Given request: From the line that has "form: x=27 y=133." down to the final line of the listing below, transcribe every line exactly, and only those.
════════════════
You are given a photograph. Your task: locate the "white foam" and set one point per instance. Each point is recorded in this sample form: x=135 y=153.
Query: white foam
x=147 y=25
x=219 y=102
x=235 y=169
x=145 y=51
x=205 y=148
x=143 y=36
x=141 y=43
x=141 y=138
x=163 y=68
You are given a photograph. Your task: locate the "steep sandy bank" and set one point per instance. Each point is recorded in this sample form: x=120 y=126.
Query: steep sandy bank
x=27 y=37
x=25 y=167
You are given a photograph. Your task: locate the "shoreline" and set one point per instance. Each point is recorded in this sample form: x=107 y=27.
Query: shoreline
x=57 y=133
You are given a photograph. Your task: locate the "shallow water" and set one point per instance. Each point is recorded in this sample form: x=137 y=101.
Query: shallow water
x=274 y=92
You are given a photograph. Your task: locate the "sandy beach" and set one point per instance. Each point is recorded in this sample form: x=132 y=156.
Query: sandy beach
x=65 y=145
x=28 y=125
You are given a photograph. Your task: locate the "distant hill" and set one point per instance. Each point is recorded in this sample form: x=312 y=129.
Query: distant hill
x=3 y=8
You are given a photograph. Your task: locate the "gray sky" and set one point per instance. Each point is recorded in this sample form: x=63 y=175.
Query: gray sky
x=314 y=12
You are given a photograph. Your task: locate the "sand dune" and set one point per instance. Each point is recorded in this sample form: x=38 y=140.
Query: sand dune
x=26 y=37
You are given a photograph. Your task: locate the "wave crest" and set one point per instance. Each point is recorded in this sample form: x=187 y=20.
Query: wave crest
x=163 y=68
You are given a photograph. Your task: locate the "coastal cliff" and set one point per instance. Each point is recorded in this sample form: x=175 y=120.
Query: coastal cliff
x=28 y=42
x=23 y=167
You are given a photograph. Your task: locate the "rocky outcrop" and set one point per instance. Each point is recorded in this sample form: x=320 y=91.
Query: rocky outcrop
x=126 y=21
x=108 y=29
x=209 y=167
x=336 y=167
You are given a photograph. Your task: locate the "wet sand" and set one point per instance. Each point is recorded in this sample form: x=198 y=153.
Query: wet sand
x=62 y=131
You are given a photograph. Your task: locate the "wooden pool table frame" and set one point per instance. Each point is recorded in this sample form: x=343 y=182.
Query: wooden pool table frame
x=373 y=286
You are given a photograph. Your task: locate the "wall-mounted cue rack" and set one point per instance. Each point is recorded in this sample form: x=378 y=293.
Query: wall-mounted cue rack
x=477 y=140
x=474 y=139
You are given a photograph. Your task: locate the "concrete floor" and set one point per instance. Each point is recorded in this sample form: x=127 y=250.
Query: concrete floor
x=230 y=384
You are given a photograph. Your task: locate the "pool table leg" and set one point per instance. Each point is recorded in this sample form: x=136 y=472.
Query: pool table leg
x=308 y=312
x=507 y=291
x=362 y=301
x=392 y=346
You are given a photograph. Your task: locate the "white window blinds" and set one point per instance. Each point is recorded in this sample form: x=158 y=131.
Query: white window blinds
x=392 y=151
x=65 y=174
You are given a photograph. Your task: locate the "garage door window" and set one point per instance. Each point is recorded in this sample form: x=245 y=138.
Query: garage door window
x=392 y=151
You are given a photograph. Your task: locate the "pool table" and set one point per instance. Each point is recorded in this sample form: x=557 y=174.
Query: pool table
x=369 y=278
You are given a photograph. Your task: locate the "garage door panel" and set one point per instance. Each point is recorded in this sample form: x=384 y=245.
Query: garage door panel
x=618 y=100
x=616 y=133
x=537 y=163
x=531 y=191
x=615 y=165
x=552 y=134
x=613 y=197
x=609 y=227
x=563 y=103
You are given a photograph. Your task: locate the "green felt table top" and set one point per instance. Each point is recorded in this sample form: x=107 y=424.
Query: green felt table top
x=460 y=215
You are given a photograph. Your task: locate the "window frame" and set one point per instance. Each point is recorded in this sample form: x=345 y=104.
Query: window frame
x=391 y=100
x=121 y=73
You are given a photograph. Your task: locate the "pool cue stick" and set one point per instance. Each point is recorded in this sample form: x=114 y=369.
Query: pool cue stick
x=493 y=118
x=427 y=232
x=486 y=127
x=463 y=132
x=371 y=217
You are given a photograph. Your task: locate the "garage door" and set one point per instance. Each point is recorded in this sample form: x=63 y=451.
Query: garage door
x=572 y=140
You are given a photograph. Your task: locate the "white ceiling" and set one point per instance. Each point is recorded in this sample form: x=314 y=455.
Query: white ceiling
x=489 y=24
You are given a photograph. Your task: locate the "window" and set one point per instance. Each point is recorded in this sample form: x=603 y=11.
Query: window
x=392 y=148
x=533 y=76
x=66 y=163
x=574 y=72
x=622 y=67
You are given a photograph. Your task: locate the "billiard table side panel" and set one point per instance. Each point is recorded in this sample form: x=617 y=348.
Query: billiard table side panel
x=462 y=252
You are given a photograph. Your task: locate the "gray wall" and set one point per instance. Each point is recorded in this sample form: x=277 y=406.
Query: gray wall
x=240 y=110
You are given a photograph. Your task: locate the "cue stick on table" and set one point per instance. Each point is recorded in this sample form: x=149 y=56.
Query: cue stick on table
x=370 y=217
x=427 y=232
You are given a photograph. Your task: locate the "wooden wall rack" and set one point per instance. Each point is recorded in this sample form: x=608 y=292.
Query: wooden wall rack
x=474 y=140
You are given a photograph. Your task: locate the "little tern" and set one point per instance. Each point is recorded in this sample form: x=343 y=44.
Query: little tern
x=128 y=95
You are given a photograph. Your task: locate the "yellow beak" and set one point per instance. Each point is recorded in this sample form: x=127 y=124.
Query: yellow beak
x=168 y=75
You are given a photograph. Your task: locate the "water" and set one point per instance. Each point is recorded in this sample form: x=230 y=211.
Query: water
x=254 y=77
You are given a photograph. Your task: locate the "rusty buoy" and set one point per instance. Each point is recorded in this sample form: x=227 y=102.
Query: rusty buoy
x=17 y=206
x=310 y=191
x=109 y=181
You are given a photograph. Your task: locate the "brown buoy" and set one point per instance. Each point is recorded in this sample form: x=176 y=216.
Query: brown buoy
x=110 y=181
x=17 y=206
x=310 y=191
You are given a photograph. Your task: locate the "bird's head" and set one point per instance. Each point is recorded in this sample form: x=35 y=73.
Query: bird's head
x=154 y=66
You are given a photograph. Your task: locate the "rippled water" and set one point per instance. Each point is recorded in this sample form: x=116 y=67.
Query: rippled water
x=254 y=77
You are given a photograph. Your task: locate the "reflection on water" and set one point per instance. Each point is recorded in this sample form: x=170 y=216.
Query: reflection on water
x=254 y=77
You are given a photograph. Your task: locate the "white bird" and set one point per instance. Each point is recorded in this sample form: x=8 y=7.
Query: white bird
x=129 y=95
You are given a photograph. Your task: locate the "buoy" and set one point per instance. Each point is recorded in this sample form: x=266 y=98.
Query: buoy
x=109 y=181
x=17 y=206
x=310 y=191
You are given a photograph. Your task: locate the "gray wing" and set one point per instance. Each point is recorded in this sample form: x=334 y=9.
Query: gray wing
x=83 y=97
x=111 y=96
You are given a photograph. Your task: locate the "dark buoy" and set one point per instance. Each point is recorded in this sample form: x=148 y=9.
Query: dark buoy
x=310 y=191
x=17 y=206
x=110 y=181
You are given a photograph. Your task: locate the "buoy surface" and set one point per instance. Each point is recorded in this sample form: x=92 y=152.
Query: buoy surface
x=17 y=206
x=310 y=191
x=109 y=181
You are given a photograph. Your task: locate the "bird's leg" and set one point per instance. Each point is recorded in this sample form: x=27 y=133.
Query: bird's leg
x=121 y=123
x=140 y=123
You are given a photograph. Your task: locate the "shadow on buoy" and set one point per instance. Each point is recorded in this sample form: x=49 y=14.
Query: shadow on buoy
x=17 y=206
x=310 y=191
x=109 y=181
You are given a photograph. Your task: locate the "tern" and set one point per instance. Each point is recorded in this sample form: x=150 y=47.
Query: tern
════════════════
Answer in full:
You are given a photograph. Your task: locate the "bird's leg" and set one point per instance. Each point is recorded in this sample form: x=27 y=133.
Query: bird's leg
x=121 y=123
x=140 y=123
You are given a photograph. Your task: locate the "shadow on buoy" and set one point per instance. Each point is recorded in this sample form: x=49 y=14.
Query: shadow on buoy
x=17 y=206
x=310 y=191
x=109 y=181
You are given a photograph. Your task: locate the "tern" and set one point per instance. Each point is recorded in this sample form: x=150 y=47.
Query: tern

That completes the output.